++++ Supplied records

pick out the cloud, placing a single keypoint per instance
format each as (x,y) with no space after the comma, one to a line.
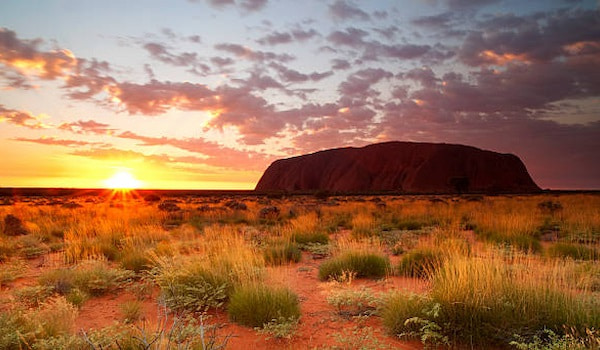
(345,10)
(277,38)
(161,53)
(247,5)
(252,55)
(87,127)
(373,50)
(24,58)
(222,61)
(157,97)
(360,83)
(58,142)
(293,76)
(539,37)
(21,118)
(340,64)
(213,153)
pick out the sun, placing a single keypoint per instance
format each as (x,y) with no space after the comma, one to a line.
(122,180)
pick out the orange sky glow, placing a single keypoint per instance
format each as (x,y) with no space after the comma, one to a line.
(205,94)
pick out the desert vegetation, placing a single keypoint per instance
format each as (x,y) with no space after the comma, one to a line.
(300,272)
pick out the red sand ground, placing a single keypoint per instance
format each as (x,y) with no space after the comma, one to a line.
(319,323)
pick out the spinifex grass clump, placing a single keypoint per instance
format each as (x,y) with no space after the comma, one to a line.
(363,225)
(257,305)
(398,307)
(90,277)
(362,264)
(306,229)
(282,252)
(489,300)
(206,280)
(191,285)
(573,251)
(420,262)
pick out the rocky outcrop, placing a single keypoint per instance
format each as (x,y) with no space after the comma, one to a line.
(403,167)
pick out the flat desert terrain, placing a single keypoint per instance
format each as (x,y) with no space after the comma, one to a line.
(127,271)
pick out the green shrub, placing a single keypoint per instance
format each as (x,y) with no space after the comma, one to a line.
(362,264)
(523,241)
(91,277)
(549,340)
(12,324)
(33,296)
(280,253)
(11,270)
(135,260)
(489,301)
(310,237)
(280,328)
(191,287)
(350,302)
(398,308)
(257,305)
(132,311)
(573,251)
(420,262)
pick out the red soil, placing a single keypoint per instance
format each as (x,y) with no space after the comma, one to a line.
(319,323)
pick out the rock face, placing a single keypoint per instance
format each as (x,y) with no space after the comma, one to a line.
(404,167)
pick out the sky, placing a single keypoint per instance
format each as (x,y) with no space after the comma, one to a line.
(205,94)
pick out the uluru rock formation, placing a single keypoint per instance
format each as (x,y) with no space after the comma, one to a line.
(403,167)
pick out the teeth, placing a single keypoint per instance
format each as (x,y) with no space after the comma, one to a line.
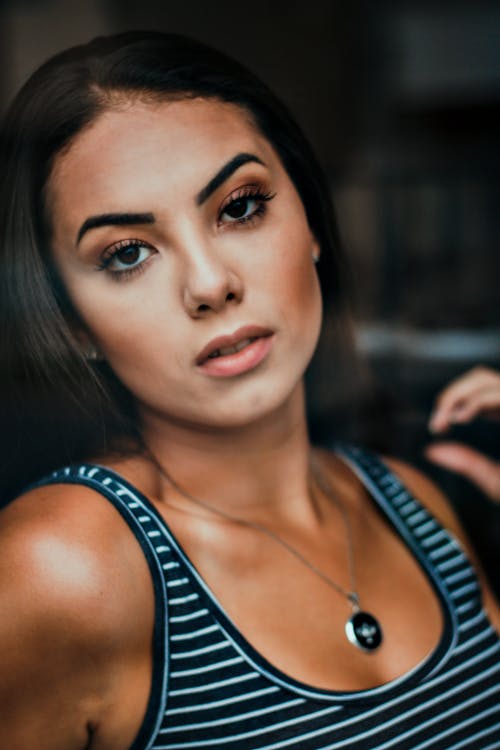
(227,350)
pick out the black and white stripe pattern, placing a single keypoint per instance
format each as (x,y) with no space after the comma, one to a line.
(213,690)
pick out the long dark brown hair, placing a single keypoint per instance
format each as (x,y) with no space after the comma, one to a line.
(57,406)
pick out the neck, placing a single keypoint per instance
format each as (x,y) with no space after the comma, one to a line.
(259,471)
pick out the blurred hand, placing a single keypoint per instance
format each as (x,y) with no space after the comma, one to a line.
(473,394)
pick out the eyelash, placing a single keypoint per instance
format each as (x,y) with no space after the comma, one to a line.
(112,252)
(250,192)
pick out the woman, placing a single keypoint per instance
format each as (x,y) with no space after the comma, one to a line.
(165,229)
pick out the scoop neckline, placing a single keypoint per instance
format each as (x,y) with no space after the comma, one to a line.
(425,667)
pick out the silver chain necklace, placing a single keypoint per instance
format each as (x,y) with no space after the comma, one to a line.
(362,629)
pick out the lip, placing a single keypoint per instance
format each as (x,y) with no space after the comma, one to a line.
(238,362)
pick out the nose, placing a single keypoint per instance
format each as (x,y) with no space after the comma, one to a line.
(210,283)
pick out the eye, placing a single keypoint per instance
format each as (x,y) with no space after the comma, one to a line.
(125,257)
(244,206)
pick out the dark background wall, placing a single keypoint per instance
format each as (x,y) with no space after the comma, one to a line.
(402,102)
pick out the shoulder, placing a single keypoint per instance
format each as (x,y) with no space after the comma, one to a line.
(431,497)
(62,583)
(66,543)
(428,494)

++++++++

Your goal: Which lines of the data contain the string "dark"? Copy each one.

Exercise output:
pick out the long dark brown hair, placing a single keypoint per instance
pick out the dark background wall, placing a single keypoint per instance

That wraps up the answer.